[START OF PASSAGE]

Baby Bailey is soooo ADORABLE! Did Milo realy have all of those colors when he was a pup? From your avatar picture he looks like he just has one now is that right?


----------



## HayCarambaMama (Dec 8, 2007)

Oh, my HEART! Bailey is BEAUTIFUL!!! Happy baby! Congratulations Geri!!!!


----------



## pjewel (Apr 11, 2007)

Lilly's mom said:


> Baby Bailey is soooo ADORABLE! Did Milo realy have all of those colors when he was a pup? From your avatar picture he looks like he just has one now is that right?


I changed the avatar so you can see that Milo (who is irish pied) has a lot of black on him. Also recently his head hair is changing to a tan/reddish. It's so cute. But then again I thought he was cute even when he was getting bald.


----------



## ivyagogo (Sep 11, 2007)

Oh wow, he is really beautiful. Congrats!


----------



## marjrc (Jan 13, 2007)

Oh Geri, I am so happy for you and Milo!!!! How exciting!! Your new pup is adorable of course. How can they not be at that age?! It will be great seeing him grow and get along with your sweet Milo. I'm sure things will go very well. 

Yaaaaaaaaaaaayyyyy!!!!!!!


----------



## lulubella (Mar 25, 2008)

Geri,

I just showed my kids the picture of Bailey--they're freaking out!! We all are!

He's too cute to be believed!! I hope they have a similar one due in July or August!!

Susan


----------



## AKathy (Mar 15, 2008)

Oh, is he sweet!!! Waaaa, I want one too!


----------



## juliav (Nov 21, 2006)

Geri,

Congratulations, your new baby is absolutely adorable.


----------



## KristinFusco (Jun 5, 2007)

[END OF PASSAGE]
[START OF INFORMATION SUPPLIED]

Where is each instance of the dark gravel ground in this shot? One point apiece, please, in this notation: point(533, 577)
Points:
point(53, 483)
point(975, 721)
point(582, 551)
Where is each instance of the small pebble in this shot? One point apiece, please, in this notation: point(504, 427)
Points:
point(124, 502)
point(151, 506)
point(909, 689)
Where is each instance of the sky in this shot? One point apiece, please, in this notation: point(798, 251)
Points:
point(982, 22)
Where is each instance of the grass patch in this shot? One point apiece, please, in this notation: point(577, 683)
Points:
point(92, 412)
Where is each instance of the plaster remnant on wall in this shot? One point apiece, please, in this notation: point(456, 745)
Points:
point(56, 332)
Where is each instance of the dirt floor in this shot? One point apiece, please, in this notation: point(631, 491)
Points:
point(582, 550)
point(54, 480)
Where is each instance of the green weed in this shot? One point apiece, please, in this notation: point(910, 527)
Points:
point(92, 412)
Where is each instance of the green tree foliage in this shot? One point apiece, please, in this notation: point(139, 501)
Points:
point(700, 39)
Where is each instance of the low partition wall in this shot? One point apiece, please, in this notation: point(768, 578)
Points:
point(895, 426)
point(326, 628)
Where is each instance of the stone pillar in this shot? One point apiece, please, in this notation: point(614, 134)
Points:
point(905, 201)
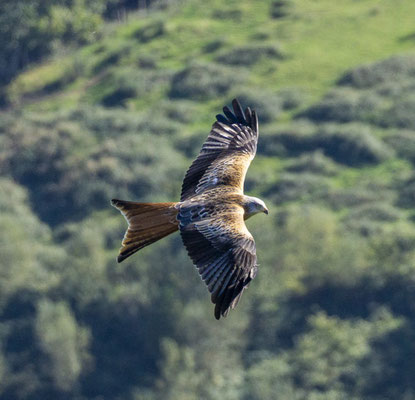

[END OF INFORMATION SUPPLIED]

_WORK TO COMPLETE_
(1) Give every username that heads a post in the forum thread about Bailey.
(2) In the forum thread about Bailey, what color is Milo's head hair recently turning?
The material plays no part in this work.

_FULL SOLUTIONS_
(1) HayCarambaMama, pjewel, ivyagogo, marjrc, lulubella, AKathy, juliav, KristinFusco

(2) A tan/reddish color.